[Your goal]: What you return should match every record exactly, with the images removed.

[Entries from a pointing dataset]
↓

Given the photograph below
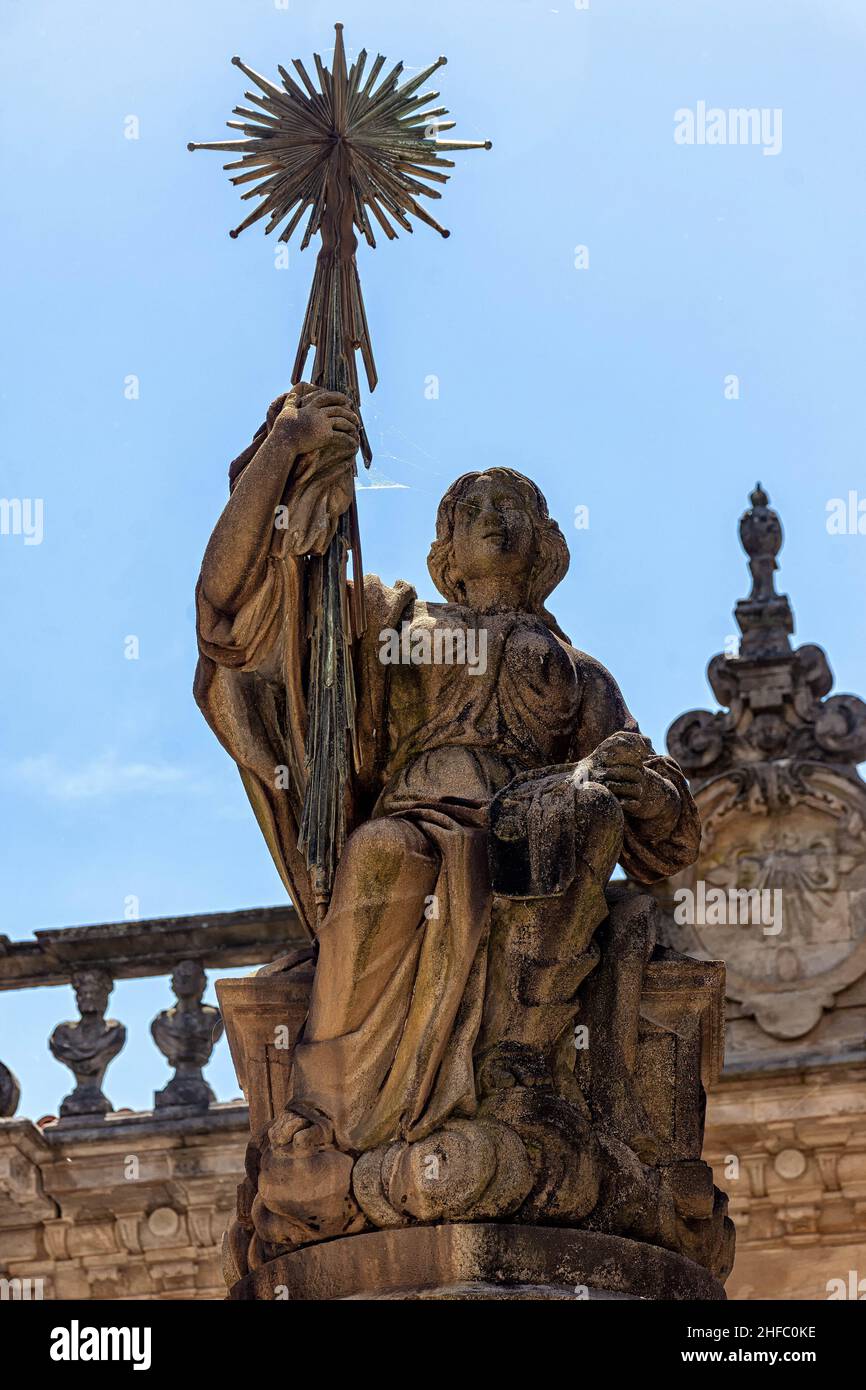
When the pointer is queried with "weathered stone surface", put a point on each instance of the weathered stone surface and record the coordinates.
(185, 1034)
(474, 1044)
(784, 813)
(132, 1207)
(88, 1047)
(480, 1261)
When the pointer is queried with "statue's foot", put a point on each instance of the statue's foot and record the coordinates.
(305, 1183)
(627, 1121)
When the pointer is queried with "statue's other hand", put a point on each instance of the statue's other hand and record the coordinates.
(617, 763)
(319, 421)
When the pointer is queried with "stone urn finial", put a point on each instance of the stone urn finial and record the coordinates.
(185, 1034)
(88, 1045)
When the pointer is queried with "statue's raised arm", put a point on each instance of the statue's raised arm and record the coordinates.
(499, 780)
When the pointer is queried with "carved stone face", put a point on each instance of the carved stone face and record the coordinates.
(188, 980)
(494, 530)
(92, 990)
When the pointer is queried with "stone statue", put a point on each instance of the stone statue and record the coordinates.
(88, 1045)
(473, 941)
(185, 1034)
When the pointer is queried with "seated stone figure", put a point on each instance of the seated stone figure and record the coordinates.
(435, 1076)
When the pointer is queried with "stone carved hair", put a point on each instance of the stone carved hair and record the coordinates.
(552, 560)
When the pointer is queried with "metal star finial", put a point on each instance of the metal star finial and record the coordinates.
(352, 146)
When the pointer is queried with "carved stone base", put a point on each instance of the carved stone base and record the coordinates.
(478, 1261)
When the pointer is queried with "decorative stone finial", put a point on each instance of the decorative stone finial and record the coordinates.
(88, 1047)
(774, 695)
(185, 1034)
(10, 1093)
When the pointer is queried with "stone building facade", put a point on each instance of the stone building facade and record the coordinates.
(102, 1204)
(779, 894)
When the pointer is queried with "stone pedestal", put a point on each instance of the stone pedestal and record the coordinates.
(263, 1016)
(480, 1261)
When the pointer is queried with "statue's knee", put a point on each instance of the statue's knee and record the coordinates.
(382, 843)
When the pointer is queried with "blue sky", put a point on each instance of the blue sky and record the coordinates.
(605, 384)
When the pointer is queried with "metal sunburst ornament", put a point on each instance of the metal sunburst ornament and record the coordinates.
(352, 148)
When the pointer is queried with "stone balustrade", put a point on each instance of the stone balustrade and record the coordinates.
(110, 1203)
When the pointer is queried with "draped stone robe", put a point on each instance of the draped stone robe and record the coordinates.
(396, 1004)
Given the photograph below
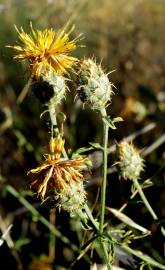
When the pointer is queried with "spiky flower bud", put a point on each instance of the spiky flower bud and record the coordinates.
(72, 199)
(130, 163)
(94, 87)
(50, 89)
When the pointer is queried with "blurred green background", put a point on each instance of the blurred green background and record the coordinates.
(127, 36)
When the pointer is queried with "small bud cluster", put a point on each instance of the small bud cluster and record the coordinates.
(130, 163)
(94, 87)
(73, 199)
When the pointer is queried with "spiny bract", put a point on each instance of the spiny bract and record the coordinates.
(94, 87)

↑

[Result of this exercise]:
Given the photograph below
When the pointer is queried with "weathered stone surface", put a point on each instance of the weathered stone surface and record the coordinates.
(185, 1034)
(474, 1044)
(784, 813)
(132, 1207)
(88, 1047)
(480, 1261)
When the pointer is queried with "statue's foot", put a point on each instance of the statue's foot and record the coordinates.
(305, 1183)
(627, 1121)
When the pointer is queried with "statue's other hand", put a point on each instance of the statue's other hand and record the coordinates.
(617, 763)
(319, 421)
When the pointer is queried with "stone urn finial", put a point on each instance of the stone urn finial and record the coordinates.
(185, 1034)
(88, 1045)
When the pointer is queried with "statue's raised arm", put a point on each instance of the statue's raised arm and record the coordinates.
(499, 780)
When the pointer is queried with "carved stone face", put a point on each instance of the carved stone face and record the coordinates.
(188, 980)
(494, 530)
(92, 990)
When the pointer is queried with "stone statue", put a point on each instance of the stone statue and record the coordinates.
(88, 1045)
(473, 941)
(185, 1034)
When the pointer is queried with "seated stone figure", put a point on each instance of the seated stone figure and record the coordinates.
(435, 1076)
When the pointer is queried with "stone carved hair", put a point on each instance of the stone carved hair and record the coordinates.
(552, 560)
When the pointer is queried with "metal star finial", put a point on each instance of the metal star finial and record the coordinates.
(352, 146)
When the pointer is queried with "carved stone base", put a point on each instance of the carved stone base and record the coordinates.
(478, 1261)
When the pointer is queried with "decorative stone finial", put a point on each instance of the decorative stone finial and record the coordinates.
(88, 1047)
(774, 695)
(185, 1034)
(10, 1093)
When the pointer is queried with "stone building facade", put a point on each instance of the stone building facade and record the coordinates.
(102, 1204)
(779, 894)
When the pointer is queried with "stone pedestal", put a point on each instance of the stone pedestal and record the coordinates.
(263, 1016)
(480, 1261)
When the pointer is queried with "statue's knee", put a point on each instance of the statue's knee and record the coordinates.
(382, 843)
When the pointer is queried with "blue sky", put a point on each instance of the blue sky and record the coordinates.
(605, 384)
When the pointer is queried with "metal sunburst ornament", put a point on each instance of the metal sunburst ornament and record the coordinates.
(352, 148)
When the pointer is queried with "stone balustrade", put a point on each instance of the stone balustrade and record the coordinates.
(110, 1203)
When the pointer is queried with "draped stone robe", put a point on each instance of the draped stone robe and record the coordinates.
(396, 1004)
Given the photograph below
When the pointer is queried with "spiky flower bud", put a point on each instance of the spiky flower bud and record the coordinates.
(72, 199)
(130, 163)
(94, 87)
(50, 89)
When the pointer is queried with "blurred green background", put a point on each instance of the blurred green background and record the coordinates.
(127, 36)
When the pointer is queried with "small bud cluster", put a point on each instance of the small bud cluster and record the coordinates.
(130, 163)
(94, 87)
(73, 199)
When the pointer is queried with "spiny bract", put a point on each instance of the spiny bract and record the coordinates.
(94, 87)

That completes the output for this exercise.